Task to complete: Please return every line of the records that contains the word "tall".

Input:

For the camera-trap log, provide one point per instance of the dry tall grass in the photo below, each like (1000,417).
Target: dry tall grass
...
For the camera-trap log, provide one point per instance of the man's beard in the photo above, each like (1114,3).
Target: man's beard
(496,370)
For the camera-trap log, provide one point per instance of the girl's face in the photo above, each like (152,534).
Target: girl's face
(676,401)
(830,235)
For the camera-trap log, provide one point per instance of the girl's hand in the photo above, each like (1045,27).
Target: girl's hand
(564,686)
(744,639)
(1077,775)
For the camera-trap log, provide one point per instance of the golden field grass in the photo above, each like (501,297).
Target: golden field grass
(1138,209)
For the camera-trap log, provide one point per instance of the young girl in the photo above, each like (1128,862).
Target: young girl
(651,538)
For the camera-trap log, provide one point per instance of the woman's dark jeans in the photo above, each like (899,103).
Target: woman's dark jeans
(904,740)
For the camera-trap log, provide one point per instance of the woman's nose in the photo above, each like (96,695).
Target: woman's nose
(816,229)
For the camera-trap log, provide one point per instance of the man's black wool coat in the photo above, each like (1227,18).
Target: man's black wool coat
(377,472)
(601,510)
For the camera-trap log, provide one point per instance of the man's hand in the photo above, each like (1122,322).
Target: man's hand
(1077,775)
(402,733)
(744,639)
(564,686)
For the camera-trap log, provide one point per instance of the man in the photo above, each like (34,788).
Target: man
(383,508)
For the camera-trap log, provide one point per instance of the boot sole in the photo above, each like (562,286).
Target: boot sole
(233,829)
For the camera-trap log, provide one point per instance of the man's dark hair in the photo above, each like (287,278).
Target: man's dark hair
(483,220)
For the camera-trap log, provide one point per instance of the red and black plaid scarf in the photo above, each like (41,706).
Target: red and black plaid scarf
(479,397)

Response to the task:
For the camera-trap log, provide one point per instance of the dry tall grass in the photo below, each like (1000,417).
Target: dry tall grass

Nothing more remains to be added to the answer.